Getting started with vectordb locally

  1. Kick things off by defining a Document schema with the DocArray dataclass syntax:
from docarray import BaseDoc
from docarray.typing import NdArray

class ToyDoc(BaseDoc):
  text: str = ''
  embedding: NdArray[128]
  1. Opt for a pre-built database (like InMemoryExactNNVectorDB or HNSWVectorDB), and apply the schema:
from docarray import DocList
import numpy as np
from vectordb import InMemoryExactNNVectorDB, HNSWVectorDB

# Specify your workspace path
db = InMemoryExactNNVectorDB[ToyDoc](workspace='./workspace_path')

# Index a list of documents with random embeddings
doc_list = [ToyDoc(text=f'toy doc {i}', embedding=np.random.rand(128)) for i in range(1000)]
db.index(inputs=DocList[ToyDoc](doc_list))

# Perform a search query
query = ToyDoc(text='query', embedding=np.random.rand(128))
results = db.search(inputs=DocList[ToyDoc]([query]), limit=10)

# Print out the matches
for m in results[0].matches:
  print(m)

Since we issued a single query, results contains only one element. The nearest neighbour search results are conveniently stored in the .matches attribute.

- - - -

From the vectordb guide, extract the passage between "# Specify your" and "db.index(inputs=DocList[ToyDoc](doc_list))", inclusive. The entries that follow have no connection to the vectordb guide.

Information provided —
- - - -

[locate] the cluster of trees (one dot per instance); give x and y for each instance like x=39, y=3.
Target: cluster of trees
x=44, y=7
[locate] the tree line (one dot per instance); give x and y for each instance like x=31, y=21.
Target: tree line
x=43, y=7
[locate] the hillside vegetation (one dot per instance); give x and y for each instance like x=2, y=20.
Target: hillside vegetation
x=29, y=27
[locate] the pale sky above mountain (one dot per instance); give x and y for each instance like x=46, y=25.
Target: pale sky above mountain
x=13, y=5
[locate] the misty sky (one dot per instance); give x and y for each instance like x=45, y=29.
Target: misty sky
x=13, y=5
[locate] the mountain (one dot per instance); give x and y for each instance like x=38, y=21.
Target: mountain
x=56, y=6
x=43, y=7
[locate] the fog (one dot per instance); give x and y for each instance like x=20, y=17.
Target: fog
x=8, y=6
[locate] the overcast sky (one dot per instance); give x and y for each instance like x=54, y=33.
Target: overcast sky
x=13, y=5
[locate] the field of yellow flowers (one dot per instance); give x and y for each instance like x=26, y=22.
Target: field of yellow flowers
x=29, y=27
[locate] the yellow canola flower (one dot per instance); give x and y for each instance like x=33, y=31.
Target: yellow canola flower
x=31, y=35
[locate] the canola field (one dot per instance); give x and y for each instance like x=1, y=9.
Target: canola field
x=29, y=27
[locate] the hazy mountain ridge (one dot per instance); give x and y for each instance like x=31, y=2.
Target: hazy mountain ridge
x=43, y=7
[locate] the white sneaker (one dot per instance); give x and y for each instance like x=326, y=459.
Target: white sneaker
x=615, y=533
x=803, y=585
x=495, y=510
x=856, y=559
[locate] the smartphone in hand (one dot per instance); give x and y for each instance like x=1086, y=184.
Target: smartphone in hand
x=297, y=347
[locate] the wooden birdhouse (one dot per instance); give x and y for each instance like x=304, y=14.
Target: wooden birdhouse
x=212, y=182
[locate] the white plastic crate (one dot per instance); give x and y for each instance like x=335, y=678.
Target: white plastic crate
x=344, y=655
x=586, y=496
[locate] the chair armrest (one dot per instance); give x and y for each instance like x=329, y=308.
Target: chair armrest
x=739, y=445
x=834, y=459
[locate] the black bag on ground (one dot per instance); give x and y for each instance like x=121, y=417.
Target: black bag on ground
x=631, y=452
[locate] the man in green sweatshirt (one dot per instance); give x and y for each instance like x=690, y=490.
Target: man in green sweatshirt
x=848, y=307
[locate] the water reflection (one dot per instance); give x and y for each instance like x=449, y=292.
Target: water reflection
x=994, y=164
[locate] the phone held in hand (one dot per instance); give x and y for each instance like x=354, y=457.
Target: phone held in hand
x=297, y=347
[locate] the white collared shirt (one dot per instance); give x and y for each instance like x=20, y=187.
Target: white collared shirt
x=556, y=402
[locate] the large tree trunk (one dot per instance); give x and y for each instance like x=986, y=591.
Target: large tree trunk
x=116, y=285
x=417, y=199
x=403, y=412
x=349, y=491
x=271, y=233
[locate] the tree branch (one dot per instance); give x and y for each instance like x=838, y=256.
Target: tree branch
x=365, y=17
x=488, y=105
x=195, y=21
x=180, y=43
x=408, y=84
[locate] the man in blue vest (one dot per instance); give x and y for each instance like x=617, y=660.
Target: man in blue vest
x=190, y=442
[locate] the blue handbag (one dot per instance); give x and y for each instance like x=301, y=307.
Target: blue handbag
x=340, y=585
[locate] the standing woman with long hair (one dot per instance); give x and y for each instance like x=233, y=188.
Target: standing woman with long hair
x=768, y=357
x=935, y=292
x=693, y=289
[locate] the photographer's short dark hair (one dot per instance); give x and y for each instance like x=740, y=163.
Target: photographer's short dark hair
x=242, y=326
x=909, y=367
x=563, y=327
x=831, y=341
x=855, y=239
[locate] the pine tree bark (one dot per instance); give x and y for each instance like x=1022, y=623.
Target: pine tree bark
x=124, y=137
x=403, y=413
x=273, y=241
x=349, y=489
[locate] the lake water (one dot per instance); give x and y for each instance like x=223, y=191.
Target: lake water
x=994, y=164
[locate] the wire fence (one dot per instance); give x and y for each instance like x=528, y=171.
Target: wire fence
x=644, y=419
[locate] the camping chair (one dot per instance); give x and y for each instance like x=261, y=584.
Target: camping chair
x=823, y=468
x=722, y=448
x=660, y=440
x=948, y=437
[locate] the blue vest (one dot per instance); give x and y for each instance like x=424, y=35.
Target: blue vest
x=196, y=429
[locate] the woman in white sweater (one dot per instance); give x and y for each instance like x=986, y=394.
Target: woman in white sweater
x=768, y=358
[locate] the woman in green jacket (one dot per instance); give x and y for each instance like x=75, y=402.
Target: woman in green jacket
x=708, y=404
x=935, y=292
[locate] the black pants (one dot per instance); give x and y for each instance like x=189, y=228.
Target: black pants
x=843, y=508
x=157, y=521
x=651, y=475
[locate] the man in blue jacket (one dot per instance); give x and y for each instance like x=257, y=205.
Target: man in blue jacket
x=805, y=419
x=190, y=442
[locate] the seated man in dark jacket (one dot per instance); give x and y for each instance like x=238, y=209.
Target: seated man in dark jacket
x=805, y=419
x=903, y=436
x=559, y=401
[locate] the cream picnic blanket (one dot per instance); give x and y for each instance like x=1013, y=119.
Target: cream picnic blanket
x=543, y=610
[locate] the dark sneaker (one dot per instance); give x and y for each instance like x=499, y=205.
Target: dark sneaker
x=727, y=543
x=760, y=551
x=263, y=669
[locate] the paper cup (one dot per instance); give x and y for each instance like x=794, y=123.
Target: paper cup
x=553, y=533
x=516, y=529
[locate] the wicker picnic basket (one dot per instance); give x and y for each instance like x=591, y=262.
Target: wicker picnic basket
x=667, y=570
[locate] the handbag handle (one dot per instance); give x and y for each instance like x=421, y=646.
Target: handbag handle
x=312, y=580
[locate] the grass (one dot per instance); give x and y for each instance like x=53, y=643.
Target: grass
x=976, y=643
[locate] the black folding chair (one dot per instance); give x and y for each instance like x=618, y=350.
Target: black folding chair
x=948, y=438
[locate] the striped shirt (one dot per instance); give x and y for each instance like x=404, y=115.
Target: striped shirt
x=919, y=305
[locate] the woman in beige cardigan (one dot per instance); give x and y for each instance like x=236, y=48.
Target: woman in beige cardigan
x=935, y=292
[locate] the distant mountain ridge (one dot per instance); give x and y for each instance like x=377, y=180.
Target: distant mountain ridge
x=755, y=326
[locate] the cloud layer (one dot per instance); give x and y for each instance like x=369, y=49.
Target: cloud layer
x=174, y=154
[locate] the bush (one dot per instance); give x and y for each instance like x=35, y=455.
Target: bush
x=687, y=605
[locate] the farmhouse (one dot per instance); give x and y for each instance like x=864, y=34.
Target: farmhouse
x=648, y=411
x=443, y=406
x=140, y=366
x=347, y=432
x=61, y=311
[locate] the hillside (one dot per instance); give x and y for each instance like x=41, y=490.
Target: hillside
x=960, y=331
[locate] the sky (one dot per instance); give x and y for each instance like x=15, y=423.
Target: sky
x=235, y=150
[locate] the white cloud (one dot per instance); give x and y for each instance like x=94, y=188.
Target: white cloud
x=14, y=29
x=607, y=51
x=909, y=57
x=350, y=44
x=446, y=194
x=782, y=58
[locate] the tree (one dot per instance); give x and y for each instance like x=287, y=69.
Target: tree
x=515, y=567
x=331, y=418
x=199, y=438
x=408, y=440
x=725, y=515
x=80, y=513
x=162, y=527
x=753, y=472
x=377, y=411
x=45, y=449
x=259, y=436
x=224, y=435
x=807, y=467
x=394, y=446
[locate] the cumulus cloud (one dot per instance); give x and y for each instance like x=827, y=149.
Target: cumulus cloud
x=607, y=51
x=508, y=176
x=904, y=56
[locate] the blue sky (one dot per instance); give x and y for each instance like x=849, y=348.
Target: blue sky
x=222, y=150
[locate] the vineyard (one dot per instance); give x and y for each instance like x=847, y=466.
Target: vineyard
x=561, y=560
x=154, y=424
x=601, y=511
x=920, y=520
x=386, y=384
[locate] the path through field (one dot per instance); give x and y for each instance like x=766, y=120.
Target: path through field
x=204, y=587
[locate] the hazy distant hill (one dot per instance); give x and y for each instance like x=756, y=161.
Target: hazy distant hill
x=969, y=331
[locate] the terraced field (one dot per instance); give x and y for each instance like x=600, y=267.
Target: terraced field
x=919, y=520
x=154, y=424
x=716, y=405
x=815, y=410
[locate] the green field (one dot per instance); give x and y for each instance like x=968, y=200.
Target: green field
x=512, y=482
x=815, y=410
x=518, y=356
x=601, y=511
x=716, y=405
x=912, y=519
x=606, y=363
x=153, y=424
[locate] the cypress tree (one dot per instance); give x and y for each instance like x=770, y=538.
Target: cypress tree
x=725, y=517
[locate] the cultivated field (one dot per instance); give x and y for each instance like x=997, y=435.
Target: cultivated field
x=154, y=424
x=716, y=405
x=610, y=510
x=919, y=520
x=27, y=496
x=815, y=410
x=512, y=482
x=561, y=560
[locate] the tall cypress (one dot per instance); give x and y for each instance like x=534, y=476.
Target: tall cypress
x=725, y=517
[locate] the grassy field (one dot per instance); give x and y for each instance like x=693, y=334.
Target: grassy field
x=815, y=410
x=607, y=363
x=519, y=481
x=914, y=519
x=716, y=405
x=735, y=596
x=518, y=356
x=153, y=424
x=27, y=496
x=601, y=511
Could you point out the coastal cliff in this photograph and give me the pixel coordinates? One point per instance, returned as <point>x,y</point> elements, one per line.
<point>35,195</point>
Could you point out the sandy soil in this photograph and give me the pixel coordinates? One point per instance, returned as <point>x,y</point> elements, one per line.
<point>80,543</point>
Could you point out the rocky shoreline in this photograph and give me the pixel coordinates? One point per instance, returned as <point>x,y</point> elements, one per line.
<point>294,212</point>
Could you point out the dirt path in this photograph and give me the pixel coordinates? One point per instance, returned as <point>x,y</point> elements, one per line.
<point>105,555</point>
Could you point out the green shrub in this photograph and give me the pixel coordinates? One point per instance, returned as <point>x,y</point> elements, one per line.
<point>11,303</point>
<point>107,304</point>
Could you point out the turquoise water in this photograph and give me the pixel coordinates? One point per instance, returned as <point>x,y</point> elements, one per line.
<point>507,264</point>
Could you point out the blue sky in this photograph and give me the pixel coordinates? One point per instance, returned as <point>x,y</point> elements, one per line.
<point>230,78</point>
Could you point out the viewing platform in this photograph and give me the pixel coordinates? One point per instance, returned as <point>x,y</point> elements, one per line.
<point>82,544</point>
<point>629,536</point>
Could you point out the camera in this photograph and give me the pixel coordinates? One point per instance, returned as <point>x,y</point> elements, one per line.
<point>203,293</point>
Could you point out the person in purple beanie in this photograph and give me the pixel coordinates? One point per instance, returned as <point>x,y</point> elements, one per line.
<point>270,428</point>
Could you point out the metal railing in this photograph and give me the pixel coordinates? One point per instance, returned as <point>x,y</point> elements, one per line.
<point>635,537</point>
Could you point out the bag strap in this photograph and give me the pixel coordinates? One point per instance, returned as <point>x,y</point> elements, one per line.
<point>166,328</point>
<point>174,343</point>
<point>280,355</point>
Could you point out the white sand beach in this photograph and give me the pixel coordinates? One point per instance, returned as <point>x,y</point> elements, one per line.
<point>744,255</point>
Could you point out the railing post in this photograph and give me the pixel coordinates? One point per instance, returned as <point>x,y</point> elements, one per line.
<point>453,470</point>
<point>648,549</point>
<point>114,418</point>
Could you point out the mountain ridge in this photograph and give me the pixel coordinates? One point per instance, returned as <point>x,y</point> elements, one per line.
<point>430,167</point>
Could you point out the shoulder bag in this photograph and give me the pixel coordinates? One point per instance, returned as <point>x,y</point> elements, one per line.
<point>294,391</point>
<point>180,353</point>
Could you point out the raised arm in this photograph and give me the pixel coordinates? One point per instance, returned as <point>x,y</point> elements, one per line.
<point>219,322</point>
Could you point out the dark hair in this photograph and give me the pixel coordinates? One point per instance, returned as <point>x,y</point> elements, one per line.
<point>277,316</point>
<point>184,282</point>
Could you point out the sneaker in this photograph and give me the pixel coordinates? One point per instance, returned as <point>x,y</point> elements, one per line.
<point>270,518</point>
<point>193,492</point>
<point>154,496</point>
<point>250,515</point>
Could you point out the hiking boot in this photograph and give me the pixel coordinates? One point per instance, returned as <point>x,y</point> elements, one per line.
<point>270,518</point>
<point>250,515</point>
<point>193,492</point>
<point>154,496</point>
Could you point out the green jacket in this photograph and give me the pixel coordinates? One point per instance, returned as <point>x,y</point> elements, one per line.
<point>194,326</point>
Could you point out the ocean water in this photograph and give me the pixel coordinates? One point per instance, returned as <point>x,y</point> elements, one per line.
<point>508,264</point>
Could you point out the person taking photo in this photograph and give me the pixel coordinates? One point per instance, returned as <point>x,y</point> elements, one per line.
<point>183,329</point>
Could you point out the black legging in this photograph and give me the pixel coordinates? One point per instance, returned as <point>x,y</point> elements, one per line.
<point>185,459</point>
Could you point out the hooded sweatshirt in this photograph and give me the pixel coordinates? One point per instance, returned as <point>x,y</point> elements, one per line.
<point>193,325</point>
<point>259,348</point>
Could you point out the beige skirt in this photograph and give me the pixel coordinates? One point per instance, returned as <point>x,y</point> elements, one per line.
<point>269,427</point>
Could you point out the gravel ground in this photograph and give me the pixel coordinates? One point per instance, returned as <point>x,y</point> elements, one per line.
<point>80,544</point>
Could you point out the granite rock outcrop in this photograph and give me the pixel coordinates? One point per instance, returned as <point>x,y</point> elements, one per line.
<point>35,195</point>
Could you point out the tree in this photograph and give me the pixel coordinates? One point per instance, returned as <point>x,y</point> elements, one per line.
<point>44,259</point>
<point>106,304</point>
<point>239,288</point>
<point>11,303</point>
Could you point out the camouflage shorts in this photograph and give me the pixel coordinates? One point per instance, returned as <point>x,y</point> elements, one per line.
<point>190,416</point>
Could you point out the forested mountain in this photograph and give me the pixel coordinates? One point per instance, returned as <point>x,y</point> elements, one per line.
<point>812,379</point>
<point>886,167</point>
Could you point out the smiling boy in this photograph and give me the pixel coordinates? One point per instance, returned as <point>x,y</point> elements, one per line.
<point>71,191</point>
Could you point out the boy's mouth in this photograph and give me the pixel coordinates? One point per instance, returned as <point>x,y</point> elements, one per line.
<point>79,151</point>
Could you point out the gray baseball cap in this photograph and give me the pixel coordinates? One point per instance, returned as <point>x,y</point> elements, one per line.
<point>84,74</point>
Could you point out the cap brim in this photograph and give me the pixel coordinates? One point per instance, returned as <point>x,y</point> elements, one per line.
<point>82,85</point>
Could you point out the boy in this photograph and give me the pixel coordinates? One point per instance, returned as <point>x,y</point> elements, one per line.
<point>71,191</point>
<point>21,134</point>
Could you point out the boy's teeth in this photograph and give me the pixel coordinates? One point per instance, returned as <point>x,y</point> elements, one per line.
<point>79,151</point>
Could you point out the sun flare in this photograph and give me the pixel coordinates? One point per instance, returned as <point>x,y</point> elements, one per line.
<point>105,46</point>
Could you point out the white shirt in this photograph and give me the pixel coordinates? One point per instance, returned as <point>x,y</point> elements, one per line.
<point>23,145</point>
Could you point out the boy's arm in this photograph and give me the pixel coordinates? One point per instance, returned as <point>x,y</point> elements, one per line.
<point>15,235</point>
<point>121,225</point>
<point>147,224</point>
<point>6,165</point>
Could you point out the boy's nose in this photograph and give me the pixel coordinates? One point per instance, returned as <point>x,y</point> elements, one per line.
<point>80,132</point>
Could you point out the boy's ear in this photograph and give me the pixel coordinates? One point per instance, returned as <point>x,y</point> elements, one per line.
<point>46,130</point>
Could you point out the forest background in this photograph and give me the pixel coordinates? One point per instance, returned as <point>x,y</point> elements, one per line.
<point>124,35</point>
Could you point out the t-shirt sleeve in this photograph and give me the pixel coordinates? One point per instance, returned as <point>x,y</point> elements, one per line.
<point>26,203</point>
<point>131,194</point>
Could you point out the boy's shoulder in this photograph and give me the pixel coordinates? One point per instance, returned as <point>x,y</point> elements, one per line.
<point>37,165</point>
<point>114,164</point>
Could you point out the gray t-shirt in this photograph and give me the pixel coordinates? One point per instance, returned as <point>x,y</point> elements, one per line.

- - - -

Worked answer —
# Specify your workspace path
db = InMemoryExactNNVectorDB[ToyDoc](workspace='./workspace_path')

# Index a list of documents with random embeddings
doc_list = [ToyDoc(text=f'toy doc {i}', embedding=np.random.rand(128)) for i in range(1000)]
db.index(inputs=DocList[ToyDoc](doc_list))